### LISTED ENTRIES
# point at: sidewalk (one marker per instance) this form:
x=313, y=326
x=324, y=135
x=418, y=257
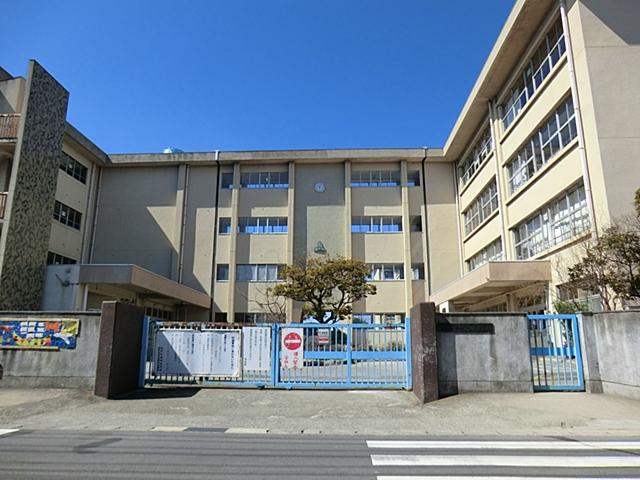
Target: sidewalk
x=323, y=412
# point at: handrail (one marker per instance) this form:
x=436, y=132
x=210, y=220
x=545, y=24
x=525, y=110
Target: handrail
x=9, y=125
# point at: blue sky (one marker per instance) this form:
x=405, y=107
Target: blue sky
x=257, y=74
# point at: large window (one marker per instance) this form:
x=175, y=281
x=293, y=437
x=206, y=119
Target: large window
x=262, y=225
x=258, y=272
x=382, y=272
x=264, y=180
x=57, y=259
x=560, y=220
x=556, y=133
x=490, y=253
x=382, y=224
x=537, y=69
x=476, y=157
x=482, y=207
x=375, y=178
x=73, y=168
x=67, y=215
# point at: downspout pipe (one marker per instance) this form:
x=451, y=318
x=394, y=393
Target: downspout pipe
x=215, y=235
x=426, y=221
x=578, y=116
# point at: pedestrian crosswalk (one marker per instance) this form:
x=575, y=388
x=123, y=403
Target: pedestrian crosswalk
x=499, y=459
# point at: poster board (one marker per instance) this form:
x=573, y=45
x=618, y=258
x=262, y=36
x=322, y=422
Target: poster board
x=256, y=349
x=197, y=352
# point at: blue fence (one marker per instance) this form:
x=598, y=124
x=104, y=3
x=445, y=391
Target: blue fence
x=277, y=355
x=556, y=359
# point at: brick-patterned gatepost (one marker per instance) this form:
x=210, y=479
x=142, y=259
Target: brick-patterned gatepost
x=119, y=349
x=424, y=354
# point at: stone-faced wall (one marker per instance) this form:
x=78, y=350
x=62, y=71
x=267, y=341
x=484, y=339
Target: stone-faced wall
x=27, y=228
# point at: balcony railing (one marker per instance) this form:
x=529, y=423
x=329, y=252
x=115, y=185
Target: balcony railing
x=3, y=203
x=9, y=126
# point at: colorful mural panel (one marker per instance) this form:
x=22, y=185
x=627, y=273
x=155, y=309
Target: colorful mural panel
x=37, y=333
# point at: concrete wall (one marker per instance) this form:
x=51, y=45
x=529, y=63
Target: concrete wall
x=53, y=369
x=483, y=353
x=610, y=346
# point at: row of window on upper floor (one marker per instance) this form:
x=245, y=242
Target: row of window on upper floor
x=359, y=224
x=558, y=131
x=359, y=178
x=560, y=220
x=538, y=67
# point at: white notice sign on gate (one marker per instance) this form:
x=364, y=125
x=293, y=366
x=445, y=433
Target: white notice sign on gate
x=292, y=347
x=194, y=352
x=256, y=348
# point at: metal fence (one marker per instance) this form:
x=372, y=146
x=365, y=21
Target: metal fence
x=556, y=359
x=276, y=355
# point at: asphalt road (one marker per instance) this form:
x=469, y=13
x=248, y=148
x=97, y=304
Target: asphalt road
x=199, y=454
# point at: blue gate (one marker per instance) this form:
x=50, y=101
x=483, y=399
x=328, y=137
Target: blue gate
x=344, y=356
x=308, y=355
x=556, y=360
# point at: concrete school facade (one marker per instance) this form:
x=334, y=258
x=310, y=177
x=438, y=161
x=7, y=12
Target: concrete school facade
x=541, y=158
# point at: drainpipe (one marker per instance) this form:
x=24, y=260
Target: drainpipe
x=184, y=223
x=427, y=253
x=215, y=235
x=578, y=115
x=457, y=194
x=96, y=206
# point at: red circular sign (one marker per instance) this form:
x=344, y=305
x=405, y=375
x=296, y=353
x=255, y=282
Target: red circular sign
x=292, y=341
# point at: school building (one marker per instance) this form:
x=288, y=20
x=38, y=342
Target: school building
x=542, y=157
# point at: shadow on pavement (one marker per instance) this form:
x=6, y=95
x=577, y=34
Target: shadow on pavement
x=151, y=393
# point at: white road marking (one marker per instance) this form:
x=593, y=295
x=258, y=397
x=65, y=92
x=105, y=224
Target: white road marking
x=251, y=431
x=571, y=461
x=168, y=429
x=439, y=477
x=513, y=445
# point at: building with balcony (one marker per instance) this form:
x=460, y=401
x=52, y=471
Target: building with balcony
x=541, y=158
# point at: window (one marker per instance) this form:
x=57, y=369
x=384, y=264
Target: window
x=57, y=259
x=382, y=224
x=226, y=180
x=537, y=69
x=264, y=180
x=476, y=157
x=261, y=317
x=560, y=220
x=262, y=225
x=417, y=271
x=67, y=215
x=222, y=272
x=413, y=178
x=415, y=223
x=481, y=208
x=73, y=168
x=224, y=227
x=556, y=133
x=258, y=272
x=490, y=253
x=375, y=178
x=382, y=272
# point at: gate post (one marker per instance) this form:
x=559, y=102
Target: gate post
x=424, y=353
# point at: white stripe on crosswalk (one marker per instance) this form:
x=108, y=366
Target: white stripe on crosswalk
x=604, y=461
x=513, y=445
x=439, y=477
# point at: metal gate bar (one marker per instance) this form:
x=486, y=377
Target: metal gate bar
x=556, y=359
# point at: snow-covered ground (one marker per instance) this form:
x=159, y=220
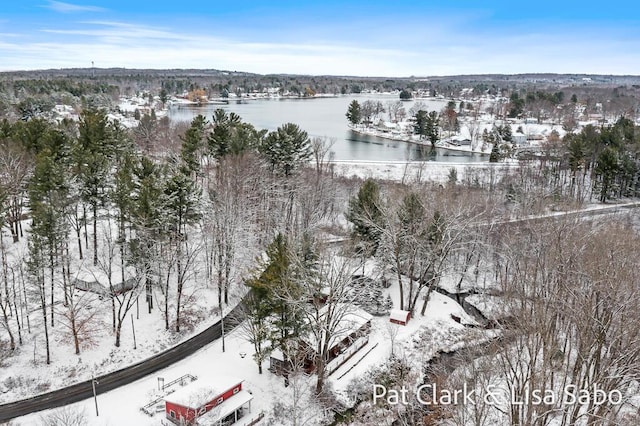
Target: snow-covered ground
x=417, y=171
x=123, y=405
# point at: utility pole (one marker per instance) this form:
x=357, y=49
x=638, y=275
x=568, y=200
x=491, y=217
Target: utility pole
x=133, y=327
x=222, y=321
x=95, y=398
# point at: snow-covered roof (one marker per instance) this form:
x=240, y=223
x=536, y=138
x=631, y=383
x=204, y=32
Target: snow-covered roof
x=351, y=318
x=221, y=411
x=398, y=315
x=198, y=394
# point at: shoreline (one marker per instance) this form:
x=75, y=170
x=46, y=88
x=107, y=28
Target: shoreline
x=409, y=139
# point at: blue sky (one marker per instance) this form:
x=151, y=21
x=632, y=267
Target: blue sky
x=365, y=38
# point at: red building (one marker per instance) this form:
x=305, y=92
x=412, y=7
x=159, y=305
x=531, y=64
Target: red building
x=397, y=316
x=222, y=403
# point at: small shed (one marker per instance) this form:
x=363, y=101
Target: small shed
x=398, y=316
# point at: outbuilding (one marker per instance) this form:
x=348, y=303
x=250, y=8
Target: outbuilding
x=398, y=316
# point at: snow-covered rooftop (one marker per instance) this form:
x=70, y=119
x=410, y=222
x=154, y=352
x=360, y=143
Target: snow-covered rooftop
x=198, y=394
x=222, y=410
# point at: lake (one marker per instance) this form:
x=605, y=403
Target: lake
x=325, y=117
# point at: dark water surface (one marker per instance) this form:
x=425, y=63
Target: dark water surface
x=325, y=117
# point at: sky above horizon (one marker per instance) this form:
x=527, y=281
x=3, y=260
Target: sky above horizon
x=358, y=38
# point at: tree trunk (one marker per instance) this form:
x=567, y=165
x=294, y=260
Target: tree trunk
x=43, y=301
x=52, y=283
x=179, y=297
x=118, y=329
x=78, y=228
x=95, y=235
x=74, y=331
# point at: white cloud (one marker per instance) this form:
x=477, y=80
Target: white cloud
x=63, y=7
x=120, y=44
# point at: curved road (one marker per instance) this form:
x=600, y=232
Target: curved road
x=83, y=390
x=110, y=381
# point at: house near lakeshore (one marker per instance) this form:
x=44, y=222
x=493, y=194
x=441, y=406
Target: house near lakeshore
x=349, y=336
x=400, y=317
x=222, y=403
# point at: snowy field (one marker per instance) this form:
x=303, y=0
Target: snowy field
x=123, y=405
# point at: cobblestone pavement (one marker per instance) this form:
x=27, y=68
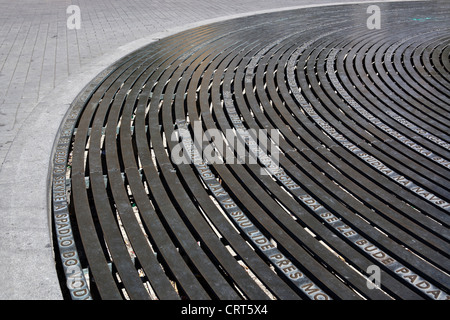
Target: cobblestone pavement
x=41, y=61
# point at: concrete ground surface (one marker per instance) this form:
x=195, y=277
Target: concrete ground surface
x=43, y=66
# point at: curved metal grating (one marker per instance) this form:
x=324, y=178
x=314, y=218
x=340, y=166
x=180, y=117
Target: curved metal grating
x=352, y=176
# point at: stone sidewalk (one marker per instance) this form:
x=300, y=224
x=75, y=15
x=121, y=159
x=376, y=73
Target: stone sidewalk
x=43, y=66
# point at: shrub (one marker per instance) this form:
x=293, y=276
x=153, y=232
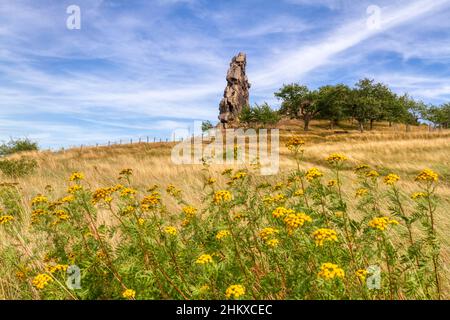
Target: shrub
x=206, y=125
x=15, y=168
x=19, y=145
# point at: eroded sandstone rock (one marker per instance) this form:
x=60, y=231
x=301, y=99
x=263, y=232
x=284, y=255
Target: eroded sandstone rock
x=236, y=94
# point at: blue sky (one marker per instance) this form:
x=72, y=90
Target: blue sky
x=146, y=68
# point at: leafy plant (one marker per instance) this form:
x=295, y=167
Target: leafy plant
x=15, y=168
x=19, y=145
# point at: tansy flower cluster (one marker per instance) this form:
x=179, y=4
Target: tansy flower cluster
x=6, y=219
x=76, y=176
x=189, y=212
x=281, y=212
x=381, y=223
x=204, y=259
x=391, y=179
x=278, y=198
x=267, y=233
x=427, y=175
x=372, y=174
x=222, y=234
x=39, y=200
x=330, y=271
x=222, y=196
x=74, y=189
x=239, y=175
x=173, y=191
x=361, y=274
x=41, y=280
x=361, y=192
x=56, y=268
x=336, y=158
x=151, y=201
x=170, y=230
x=313, y=174
x=418, y=195
x=129, y=294
x=294, y=221
x=322, y=235
x=235, y=291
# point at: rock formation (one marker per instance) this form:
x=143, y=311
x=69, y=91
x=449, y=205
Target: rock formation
x=236, y=94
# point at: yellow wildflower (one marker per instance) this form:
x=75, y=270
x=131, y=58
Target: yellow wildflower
x=76, y=176
x=294, y=143
x=239, y=175
x=102, y=194
x=222, y=234
x=61, y=215
x=330, y=271
x=204, y=259
x=372, y=174
x=391, y=179
x=336, y=158
x=272, y=243
x=222, y=196
x=266, y=233
x=361, y=274
x=40, y=199
x=296, y=220
x=189, y=211
x=129, y=294
x=278, y=186
x=56, y=268
x=151, y=200
x=235, y=291
x=281, y=212
x=322, y=235
x=361, y=192
x=381, y=223
x=74, y=189
x=332, y=183
x=173, y=191
x=126, y=172
x=6, y=219
x=313, y=174
x=418, y=195
x=127, y=192
x=41, y=280
x=170, y=230
x=427, y=175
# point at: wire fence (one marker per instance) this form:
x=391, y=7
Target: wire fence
x=124, y=142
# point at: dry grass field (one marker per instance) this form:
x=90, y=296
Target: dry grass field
x=388, y=150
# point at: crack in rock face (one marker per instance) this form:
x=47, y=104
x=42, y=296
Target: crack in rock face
x=236, y=95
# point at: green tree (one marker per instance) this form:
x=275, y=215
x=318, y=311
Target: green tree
x=298, y=102
x=333, y=102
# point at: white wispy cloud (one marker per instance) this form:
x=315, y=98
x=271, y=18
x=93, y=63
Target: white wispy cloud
x=150, y=61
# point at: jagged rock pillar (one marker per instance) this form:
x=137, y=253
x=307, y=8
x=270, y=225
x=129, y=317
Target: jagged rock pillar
x=236, y=95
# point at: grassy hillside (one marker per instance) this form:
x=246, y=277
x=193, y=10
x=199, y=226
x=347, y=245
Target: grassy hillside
x=386, y=149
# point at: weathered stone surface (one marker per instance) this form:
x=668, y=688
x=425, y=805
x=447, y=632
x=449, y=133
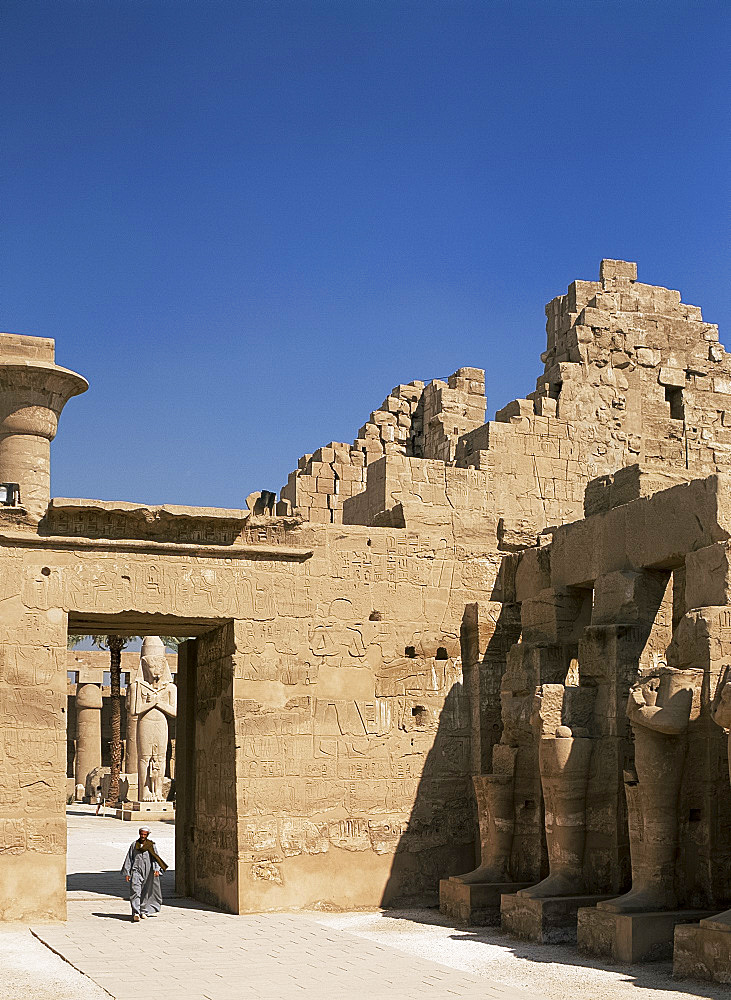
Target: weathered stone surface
x=328, y=736
x=702, y=953
x=475, y=904
x=544, y=919
x=631, y=937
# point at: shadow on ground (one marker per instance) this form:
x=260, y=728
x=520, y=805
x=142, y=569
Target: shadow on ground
x=649, y=975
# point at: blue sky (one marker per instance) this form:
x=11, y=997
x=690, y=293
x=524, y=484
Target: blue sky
x=245, y=222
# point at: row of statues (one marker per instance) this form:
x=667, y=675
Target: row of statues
x=152, y=700
x=659, y=711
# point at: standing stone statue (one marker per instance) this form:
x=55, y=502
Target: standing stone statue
x=564, y=765
x=659, y=710
x=154, y=697
x=495, y=808
x=721, y=714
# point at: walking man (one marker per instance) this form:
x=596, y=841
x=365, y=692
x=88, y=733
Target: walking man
x=142, y=868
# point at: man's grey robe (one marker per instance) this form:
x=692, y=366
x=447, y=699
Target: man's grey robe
x=145, y=893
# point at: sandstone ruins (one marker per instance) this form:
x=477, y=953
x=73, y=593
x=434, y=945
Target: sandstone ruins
x=523, y=624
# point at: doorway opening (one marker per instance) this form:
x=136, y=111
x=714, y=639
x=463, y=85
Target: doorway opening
x=158, y=785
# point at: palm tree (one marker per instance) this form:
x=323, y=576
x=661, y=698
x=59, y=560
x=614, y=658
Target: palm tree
x=115, y=644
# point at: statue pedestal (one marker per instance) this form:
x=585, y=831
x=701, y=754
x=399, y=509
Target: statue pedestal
x=631, y=937
x=477, y=903
x=548, y=920
x=134, y=811
x=703, y=951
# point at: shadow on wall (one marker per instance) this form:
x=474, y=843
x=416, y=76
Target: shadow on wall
x=441, y=836
x=438, y=839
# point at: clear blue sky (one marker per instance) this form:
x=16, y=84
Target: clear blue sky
x=245, y=222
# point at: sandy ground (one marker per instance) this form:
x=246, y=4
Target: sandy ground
x=30, y=971
x=549, y=972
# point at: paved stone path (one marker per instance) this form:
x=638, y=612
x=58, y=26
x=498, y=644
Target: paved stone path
x=192, y=952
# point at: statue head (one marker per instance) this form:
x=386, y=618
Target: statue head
x=154, y=667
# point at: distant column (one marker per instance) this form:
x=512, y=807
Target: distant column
x=88, y=730
x=130, y=760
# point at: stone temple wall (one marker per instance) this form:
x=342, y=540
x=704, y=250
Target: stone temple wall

### GOAL OF THE EXERCISE
Wherever a line in the entries holds "temple", copy that line.

### SOLUTION TO THIS TASK
# point at: stone temple wall (one marker per instance) this form:
Target: stone temple wall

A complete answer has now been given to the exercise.